Working from anywhere: a user's guide
As the tyranny of the office crumbles, take inspiration from authors’ idiosyncratic ideas on the most productive places to work.
While working from home, my role model has been Truman Capote. Not in the sense that I’ve been writing a trailblazing bestseller, but because when Capote was working, he always preferred to lie down.
“I am a completely horizontal author,” Capote told The Paris Review in 1957. “I can’t think unless I’m lying down, either in bed or stretched on a couch and with a cigarette and coffee handy.” This is a practice that has stood me in excellent stead for the past 12 months, although without the cigarettes. (Smoking in bed is dangerous).
This is a moment when decisions are being made which will redefine working people’s lives. Return back to the commute, the office and pre-pandemic work life? Or embrace ‘working from anywhere’? While some CEOs are determined to coerce their employees back into the office, some of the world’s biggest companies including Google, Apple, AirBNB and American Express have extended their remote working policies. Deloitte will let its 20,000 UK staff work remotely all the time, with no requirement to go into the office. Last week, Industrious CEO Jamie Hodari argued that freedom to choose leads to higher productivity.
So, given the freedom to choose, where is the best place to work?
In the car? Or even the bath?
Let’s start with some of the less obvious. Vladimir Nabokov liked to write in the privacy of a parked car (although he never learned to drive), as did Gertrude Stein, who was at her most productive in the driver’s seat of ‘Lady Godiva’, her Model T Ford.
Agatha Christie created her plots in a large Victorian bathtub; likewise Dalton Trumbo, who liked to bang out his screenplays (Roman Holiday, Spartacus) in the bath at night. According to The School of Life, Christie and Trumbo were definitely in the right place:
“The primary obstacle to good thinking is not a cramped desk or an uninteresting horizon. It is, first and foremost, anxiety. It is in this context that the shower emerges as so helpful to the way our minds work and earns the right to be honoured as one of the best places on earth in which to do any kind of serious reflection.”

Activity A.
In the working-from-anywhere guide, why does the author name Truman Capote as a role model while working from home?
Activity B.
Rewrite the passage of the working-from-anywhere guide that begins at "While working from" and stops after "bed is dangerous).", swapping "couch" for "sofa".

Data records.
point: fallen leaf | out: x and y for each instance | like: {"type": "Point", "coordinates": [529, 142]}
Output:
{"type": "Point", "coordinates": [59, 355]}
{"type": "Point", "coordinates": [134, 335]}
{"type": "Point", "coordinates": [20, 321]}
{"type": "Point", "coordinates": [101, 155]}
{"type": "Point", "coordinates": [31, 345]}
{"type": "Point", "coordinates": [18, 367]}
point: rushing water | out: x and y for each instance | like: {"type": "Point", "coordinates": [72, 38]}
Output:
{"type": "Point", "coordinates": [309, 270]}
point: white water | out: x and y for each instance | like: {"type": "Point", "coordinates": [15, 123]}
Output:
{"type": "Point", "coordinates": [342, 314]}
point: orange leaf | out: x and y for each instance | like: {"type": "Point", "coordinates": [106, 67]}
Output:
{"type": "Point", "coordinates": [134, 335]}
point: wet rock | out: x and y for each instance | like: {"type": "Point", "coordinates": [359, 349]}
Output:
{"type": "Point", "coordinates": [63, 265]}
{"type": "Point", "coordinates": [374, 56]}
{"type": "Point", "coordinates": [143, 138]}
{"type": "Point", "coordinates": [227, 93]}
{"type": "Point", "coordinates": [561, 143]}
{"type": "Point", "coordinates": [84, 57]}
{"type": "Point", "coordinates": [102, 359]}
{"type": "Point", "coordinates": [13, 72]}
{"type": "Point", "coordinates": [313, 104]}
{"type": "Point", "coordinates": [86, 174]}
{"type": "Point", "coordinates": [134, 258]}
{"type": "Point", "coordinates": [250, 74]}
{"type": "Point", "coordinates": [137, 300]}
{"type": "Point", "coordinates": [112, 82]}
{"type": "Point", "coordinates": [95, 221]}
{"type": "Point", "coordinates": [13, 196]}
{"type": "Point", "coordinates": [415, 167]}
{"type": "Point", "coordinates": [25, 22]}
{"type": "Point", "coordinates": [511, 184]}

Task answer A.
The reason is not that the author is writing a trailblazing bestseller. It is that Capote always preferred to lie down when he was working. He said he couldn't think unless he was lying down, either in bed or on a couch.

Task answer B.
While working from home, my role model has been Truman Capote. Not in the sense that I’ve been writing a trailblazing bestseller, but because when Capote was working, he always preferred to lie down.
“I am a completely horizontal author,” Capote told The Paris Review in 1957. “I can’t think unless I’m lying down, either in bed or stretched on a sofa and with a cigarette and coffee handy.” This is a practice that has stood me in excellent stead for the past 12 months, although without the cigarettes. (Smoking in bed is dangerous).